» Texte extrait
━━━━━━━━━━━━━━━━━━━━━━━━━━━━━━

ACTUS

Leçon de douarneniste #7

« Mieux vaut un petit konchennoù qu’un grand chez les autres »
Leçon de douarneniste du jour

Confinement quand tu nous tiens – Par Jean Pencalet

Douarnenez, le 21 avril 2020
Ma chère Etiennette,
Les confinés parlent aux confinés !
C’est bien, hein mignonne, que la poste marche malgré ces temps difficiles.
Vous écrire permet d’évacuer mon stress, c’est ce que me dit ma belle-fille au téléphone…comme si j’avais un genre à sombrer dans la dépression ! Vous me connaissez, je suis toujours à prendre la vie du bon côté. Et Jules, mon mari, il est comme moi, il sait dire : « il vaut mieux voir le verre complètement plein que complètement vide ! »

Je dois pas être la seule à écrire car mon facteur me dit qu’il a plein des lettres à distribuer et surtout beaucoup pour la Police : des lettres de dénonciation, comme pendant la guerre, c’est pas permis, sur des gens qui ont toujours une jambe levée dehors ou des gens qui vont prendre l’apéro les uns chez les autres. Je crois que c’est ce qui est arrivé chez Nana ; ceux-là parce qu’ils habitent Tréboul, ils se croient tout permis. En tous les cas avec le prix de l’amende ça va les calmer, surtout lui le mari bigouden.

━━━━━━━━━━━━━━━━━━━━━━━━━━━━━━

Lignes du jeu de données sur l'emplacement des objets:
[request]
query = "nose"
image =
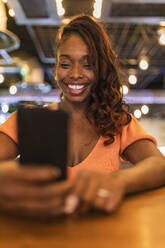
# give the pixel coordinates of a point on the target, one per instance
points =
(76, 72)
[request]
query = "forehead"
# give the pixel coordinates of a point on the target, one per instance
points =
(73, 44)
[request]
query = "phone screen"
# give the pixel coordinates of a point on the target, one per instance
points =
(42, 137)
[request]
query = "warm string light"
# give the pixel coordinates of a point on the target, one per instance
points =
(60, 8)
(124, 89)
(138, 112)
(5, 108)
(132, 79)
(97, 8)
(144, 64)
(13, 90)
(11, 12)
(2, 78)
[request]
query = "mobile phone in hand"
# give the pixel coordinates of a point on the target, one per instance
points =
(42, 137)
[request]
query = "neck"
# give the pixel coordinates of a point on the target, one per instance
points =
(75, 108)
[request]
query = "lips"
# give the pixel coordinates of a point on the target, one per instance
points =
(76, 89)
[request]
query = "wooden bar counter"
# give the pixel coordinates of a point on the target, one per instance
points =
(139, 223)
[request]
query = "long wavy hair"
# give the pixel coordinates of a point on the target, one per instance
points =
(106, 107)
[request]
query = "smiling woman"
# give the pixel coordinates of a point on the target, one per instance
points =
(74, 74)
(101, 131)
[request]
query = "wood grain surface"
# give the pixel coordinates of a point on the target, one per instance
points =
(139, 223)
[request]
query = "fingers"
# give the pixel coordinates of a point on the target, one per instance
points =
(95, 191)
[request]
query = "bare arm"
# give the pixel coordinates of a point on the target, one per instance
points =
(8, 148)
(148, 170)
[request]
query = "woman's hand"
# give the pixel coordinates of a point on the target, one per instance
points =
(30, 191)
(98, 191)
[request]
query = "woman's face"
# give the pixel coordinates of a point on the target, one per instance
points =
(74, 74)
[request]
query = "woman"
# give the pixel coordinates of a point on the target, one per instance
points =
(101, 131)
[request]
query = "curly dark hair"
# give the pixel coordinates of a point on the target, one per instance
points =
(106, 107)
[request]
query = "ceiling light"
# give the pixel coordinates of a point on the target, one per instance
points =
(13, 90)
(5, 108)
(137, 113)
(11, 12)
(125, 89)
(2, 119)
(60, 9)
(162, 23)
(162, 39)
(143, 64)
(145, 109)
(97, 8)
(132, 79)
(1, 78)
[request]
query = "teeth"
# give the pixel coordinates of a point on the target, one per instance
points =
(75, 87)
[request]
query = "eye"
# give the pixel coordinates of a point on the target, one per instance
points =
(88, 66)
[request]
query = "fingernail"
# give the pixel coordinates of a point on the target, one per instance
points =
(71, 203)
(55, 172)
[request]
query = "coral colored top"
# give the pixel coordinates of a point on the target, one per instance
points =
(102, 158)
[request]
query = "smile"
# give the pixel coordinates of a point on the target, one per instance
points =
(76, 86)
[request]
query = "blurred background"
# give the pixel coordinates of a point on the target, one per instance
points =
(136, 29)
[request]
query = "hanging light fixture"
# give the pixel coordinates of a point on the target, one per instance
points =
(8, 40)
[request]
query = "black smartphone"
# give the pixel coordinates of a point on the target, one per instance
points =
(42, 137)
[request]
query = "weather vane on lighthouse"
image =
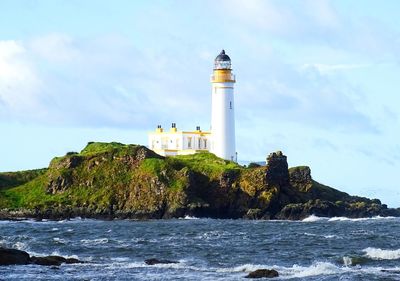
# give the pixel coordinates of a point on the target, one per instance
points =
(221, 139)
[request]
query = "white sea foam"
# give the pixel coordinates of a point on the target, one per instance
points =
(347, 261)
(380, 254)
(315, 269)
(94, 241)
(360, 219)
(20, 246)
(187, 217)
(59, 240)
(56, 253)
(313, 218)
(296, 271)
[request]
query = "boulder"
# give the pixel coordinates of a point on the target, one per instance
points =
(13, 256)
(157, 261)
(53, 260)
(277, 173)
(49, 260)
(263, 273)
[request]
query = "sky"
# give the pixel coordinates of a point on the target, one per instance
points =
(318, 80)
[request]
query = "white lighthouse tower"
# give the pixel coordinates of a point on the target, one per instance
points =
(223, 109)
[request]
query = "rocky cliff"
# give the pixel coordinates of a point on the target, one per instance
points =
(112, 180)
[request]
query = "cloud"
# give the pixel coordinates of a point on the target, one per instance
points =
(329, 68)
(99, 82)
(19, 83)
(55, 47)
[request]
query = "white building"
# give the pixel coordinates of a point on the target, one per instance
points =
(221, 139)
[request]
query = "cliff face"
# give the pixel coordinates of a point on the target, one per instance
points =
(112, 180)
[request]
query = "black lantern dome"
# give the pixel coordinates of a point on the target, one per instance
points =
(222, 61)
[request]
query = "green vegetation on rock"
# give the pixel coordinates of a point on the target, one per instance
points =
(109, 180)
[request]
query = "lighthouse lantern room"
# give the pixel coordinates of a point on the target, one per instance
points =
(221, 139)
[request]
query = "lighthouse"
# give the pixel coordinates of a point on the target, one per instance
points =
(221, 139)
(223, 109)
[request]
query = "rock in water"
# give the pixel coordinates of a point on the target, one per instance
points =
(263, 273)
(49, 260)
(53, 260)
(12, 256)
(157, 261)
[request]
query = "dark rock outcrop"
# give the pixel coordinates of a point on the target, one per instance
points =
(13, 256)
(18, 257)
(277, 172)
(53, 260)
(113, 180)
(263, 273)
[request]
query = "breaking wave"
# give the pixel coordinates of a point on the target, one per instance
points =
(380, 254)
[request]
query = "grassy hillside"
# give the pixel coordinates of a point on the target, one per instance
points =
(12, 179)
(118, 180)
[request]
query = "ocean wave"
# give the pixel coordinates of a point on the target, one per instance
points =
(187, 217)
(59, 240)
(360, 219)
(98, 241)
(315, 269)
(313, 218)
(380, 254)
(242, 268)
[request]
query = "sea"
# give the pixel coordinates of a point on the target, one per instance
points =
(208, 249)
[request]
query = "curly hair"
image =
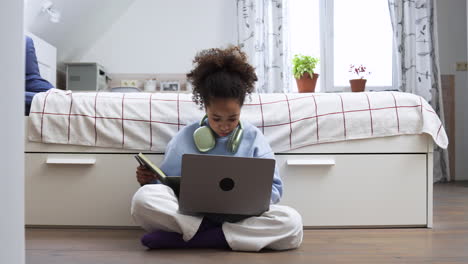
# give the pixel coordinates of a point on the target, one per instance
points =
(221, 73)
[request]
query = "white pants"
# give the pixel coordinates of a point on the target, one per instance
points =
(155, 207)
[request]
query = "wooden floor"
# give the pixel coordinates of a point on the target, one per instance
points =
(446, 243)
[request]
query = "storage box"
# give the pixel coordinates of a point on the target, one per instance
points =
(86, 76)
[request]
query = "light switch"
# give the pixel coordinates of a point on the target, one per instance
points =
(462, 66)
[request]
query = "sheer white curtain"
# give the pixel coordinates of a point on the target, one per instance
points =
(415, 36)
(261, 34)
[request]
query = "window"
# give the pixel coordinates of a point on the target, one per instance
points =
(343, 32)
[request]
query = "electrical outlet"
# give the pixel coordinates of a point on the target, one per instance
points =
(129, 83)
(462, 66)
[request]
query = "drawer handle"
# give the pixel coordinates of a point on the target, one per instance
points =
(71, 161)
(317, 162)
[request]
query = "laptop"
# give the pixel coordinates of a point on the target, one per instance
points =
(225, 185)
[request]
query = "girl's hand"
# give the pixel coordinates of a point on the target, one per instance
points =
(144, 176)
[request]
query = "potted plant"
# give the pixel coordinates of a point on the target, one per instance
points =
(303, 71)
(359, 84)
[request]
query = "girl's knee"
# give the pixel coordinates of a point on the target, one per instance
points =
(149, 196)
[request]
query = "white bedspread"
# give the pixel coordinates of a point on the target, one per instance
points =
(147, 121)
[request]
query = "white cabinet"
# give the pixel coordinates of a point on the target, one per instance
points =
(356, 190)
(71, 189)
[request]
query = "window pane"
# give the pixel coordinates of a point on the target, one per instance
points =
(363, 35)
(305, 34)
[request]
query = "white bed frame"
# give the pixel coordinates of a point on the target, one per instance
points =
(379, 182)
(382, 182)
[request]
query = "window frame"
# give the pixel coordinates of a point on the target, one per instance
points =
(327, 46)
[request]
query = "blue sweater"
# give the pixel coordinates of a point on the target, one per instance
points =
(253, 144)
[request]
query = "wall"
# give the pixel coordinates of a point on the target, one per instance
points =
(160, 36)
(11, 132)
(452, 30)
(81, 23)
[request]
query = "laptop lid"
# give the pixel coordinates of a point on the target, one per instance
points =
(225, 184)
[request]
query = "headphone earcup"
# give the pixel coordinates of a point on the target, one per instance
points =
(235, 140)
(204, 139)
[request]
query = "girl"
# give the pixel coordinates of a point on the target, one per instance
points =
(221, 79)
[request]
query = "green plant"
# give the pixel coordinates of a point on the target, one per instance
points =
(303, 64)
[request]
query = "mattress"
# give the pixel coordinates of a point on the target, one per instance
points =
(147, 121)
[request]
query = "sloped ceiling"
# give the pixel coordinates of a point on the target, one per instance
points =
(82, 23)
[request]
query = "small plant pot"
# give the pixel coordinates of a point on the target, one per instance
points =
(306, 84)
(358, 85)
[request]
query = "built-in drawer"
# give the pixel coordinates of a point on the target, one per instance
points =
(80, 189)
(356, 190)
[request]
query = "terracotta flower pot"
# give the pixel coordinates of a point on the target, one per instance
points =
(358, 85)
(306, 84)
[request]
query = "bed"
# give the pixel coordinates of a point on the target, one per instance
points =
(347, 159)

━━━━━━━━━━━━━━━━━━━━━━━━━━━━━━

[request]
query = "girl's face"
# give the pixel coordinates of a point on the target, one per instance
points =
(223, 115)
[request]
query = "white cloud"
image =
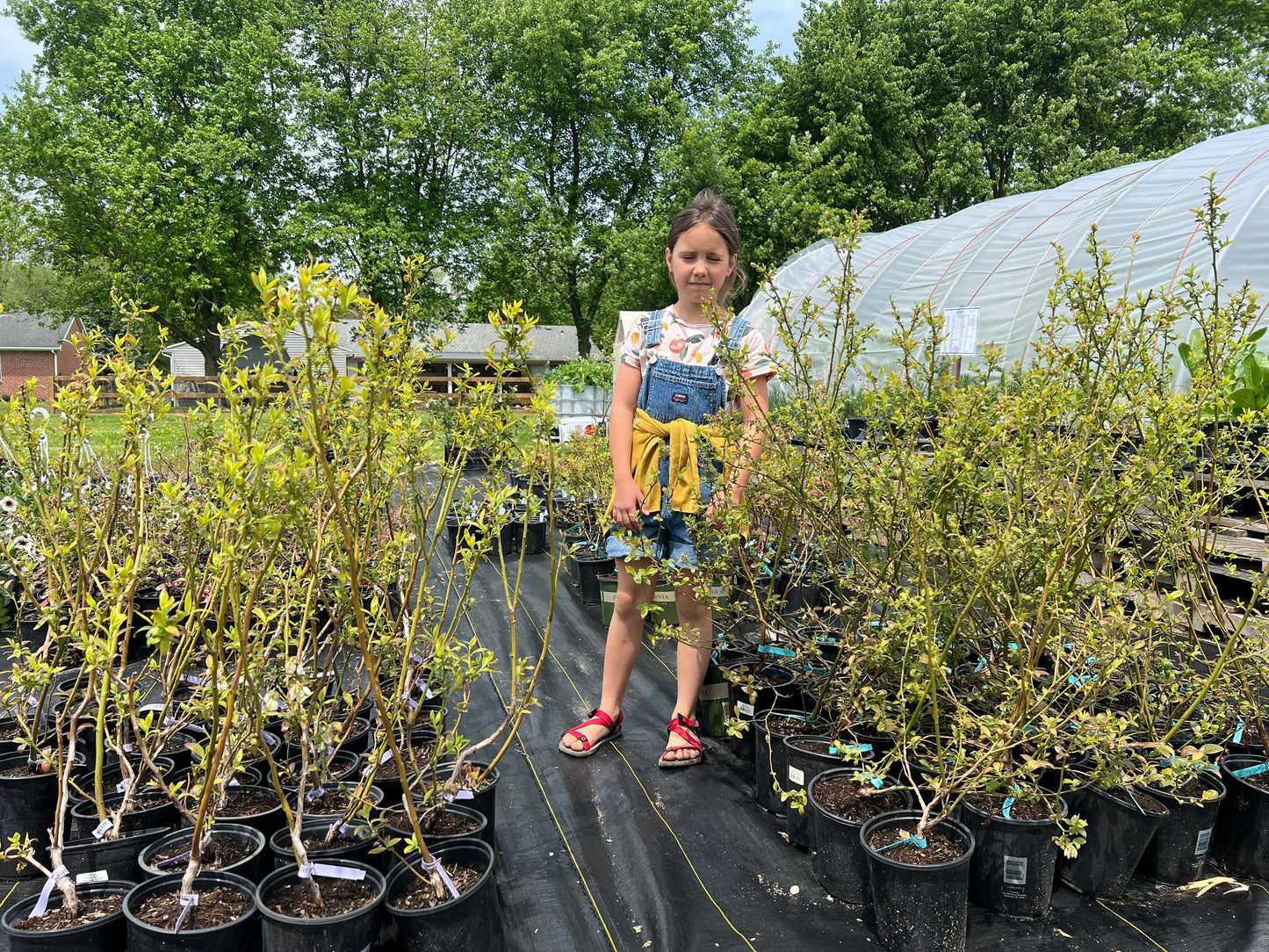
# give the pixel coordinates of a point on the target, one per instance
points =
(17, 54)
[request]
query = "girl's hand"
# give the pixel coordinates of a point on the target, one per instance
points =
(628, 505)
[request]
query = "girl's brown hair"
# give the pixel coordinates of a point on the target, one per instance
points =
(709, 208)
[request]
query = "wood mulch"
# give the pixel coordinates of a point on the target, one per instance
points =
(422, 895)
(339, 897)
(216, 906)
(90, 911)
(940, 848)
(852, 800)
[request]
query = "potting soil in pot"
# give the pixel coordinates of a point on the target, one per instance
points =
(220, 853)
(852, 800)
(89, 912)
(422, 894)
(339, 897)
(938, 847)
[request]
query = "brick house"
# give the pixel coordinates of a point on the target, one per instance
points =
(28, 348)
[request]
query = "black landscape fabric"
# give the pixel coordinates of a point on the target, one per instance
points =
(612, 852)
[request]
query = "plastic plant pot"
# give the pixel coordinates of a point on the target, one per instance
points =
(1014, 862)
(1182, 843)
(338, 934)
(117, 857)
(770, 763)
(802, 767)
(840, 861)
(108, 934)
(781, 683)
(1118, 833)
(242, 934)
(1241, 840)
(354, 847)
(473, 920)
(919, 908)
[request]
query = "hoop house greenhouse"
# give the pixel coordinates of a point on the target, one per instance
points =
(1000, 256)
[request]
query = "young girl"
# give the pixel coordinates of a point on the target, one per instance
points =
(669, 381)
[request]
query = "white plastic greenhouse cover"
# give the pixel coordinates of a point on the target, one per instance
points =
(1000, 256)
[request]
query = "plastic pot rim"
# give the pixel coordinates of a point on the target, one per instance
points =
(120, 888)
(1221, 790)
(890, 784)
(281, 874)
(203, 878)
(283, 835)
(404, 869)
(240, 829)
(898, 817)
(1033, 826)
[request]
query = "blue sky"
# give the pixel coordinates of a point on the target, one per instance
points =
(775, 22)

━━━━━━━━━━━━━━━━━━━━━━━━━━━━━━

» Série de consignes
**a)** Recopiez le passage de la lettre qui commence aux mots « Leçon de douarneniste #7 » et s'arrête après « aux confinés ! ».
**b)** Affichez toutes les lignes des données qui contiennent le mot « lighthouse », en tenant compte de la casse.

» Réponses
**a)**
Leçon de douarneniste #7

« Mieux vaut un petit konchennoù qu’un grand chez les autres »
Leçon de douarneniste du jour

Confinement quand tu nous tiens – Par Jean Pencalet

Douarnenez, le 21 avril 2020
Ma chère Etiennette,
Les confinés parlent aux confinés !

**b)**
query = "weather vane on lighthouse"
query = "white lighthouse tower"
query = "lighthouse lantern room"
query = "lighthouse"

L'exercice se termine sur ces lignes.